EXERCISE DESCRIPTION.
Count the lines of the records below that hold the word "wooden", and give only the number.
[[ RECORDS FOR PROCESSING open ]]
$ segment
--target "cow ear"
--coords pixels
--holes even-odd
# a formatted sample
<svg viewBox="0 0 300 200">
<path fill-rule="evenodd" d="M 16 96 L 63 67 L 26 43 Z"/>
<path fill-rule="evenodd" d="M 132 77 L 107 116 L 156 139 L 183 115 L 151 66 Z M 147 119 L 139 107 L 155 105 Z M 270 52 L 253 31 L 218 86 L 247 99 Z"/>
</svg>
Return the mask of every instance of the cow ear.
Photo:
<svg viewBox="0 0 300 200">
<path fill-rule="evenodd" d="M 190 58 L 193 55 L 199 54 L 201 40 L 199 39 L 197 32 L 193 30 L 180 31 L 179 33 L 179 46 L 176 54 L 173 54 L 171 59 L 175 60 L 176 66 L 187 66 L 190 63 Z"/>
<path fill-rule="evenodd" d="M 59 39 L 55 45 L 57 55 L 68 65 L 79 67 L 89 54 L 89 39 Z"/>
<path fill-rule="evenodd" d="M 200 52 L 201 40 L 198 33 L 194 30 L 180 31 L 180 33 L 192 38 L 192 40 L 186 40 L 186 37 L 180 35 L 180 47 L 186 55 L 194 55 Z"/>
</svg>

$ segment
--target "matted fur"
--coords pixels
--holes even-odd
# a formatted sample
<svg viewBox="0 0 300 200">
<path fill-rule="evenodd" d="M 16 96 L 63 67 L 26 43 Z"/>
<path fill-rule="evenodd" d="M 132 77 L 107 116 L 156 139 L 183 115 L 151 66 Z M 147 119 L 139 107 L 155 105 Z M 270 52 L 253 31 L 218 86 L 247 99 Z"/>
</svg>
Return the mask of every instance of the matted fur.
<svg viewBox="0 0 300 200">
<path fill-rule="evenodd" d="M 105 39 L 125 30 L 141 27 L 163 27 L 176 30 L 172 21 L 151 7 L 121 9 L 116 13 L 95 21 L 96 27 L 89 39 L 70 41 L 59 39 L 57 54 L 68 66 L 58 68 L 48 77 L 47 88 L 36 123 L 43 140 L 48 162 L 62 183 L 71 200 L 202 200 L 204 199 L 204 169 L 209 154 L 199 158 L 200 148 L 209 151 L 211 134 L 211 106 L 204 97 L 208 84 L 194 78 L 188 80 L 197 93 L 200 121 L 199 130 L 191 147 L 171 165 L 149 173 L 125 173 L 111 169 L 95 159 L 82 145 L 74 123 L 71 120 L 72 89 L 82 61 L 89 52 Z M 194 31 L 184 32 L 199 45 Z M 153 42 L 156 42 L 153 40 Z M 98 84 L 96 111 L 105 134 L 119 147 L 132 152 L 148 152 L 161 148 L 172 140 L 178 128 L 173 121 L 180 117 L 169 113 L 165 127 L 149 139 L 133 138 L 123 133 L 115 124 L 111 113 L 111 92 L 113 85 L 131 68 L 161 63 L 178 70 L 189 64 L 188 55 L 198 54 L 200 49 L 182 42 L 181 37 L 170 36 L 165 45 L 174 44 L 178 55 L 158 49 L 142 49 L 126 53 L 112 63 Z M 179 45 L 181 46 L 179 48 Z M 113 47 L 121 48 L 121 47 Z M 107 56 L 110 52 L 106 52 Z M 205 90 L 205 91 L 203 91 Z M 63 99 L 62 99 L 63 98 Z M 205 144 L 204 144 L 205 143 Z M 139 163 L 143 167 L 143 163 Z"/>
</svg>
[[ RECORDS FOR PROCESSING closed ]]
[[ RECORDS FOR PROCESSING open ]]
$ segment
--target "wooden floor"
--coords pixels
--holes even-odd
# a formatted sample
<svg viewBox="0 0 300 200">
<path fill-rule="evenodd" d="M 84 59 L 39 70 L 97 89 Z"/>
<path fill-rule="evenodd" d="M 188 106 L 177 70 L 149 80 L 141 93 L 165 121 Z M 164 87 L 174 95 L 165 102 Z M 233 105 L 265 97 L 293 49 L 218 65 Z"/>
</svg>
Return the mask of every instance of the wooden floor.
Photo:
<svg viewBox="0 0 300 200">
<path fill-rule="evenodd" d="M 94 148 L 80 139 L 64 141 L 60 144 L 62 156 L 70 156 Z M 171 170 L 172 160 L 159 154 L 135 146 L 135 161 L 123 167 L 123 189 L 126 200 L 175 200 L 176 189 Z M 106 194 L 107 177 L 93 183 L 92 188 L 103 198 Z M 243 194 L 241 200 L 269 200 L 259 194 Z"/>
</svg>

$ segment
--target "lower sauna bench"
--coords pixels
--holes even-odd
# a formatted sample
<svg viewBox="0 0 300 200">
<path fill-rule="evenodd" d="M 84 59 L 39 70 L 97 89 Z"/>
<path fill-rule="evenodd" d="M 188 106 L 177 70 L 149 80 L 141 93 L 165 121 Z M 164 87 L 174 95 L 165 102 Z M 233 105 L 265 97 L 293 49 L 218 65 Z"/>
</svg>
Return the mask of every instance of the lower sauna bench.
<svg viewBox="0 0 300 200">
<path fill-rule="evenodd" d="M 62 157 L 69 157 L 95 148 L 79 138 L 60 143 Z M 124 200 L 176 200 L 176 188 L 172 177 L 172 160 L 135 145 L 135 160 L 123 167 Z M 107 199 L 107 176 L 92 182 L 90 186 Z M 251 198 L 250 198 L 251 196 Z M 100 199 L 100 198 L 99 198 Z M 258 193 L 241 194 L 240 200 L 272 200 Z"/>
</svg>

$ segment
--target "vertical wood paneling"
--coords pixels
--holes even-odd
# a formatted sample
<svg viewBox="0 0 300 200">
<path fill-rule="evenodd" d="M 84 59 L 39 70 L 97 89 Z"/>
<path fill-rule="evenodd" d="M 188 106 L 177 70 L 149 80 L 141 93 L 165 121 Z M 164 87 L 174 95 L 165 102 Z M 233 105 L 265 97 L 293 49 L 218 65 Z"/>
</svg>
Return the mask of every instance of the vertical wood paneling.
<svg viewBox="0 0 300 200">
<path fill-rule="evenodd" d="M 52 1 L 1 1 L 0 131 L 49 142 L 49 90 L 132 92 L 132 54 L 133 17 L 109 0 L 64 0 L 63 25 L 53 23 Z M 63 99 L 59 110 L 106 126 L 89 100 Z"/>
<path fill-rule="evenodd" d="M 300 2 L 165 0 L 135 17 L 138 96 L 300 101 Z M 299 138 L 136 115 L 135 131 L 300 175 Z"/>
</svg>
[[ RECORDS FOR PROCESSING closed ]]
[[ RECORDS FOR PROCESSING open ]]
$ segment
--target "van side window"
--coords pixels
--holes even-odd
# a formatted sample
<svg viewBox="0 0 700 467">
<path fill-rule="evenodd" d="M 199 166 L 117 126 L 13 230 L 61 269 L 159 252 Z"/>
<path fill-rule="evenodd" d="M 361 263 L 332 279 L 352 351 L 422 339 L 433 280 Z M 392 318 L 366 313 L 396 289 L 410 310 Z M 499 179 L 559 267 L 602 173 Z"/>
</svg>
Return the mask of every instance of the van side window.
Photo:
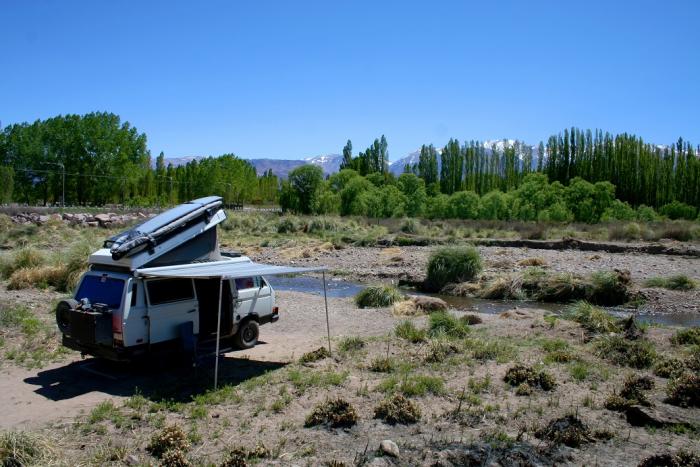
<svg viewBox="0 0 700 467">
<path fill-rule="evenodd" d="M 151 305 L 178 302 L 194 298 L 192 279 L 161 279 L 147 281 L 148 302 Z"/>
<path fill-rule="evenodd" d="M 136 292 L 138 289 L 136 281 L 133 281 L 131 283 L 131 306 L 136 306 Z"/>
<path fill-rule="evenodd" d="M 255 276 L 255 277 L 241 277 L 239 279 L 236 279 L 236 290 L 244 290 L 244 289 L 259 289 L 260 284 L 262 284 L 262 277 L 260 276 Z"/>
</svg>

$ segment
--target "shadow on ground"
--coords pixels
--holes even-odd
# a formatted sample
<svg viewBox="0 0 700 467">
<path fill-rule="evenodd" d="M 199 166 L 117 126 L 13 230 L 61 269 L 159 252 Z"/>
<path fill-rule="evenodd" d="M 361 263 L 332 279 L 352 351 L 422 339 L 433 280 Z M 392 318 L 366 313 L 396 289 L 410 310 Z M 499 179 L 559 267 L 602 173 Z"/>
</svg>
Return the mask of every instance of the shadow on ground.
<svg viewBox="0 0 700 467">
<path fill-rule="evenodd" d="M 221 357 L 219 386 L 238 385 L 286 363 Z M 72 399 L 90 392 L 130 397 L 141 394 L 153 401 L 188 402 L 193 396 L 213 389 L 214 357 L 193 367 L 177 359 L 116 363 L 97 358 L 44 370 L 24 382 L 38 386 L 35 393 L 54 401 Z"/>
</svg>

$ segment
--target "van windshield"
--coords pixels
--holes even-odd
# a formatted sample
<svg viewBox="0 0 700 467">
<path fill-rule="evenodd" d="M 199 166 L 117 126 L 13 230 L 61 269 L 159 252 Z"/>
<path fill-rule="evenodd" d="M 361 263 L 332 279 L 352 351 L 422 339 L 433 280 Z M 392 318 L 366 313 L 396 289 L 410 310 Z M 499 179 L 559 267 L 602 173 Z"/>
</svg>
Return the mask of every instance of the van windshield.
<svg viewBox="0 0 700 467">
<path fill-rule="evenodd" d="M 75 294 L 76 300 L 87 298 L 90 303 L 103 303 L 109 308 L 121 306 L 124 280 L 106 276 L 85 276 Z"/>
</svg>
[[ RECORDS FOR PROCESSING closed ]]
REPLY.
2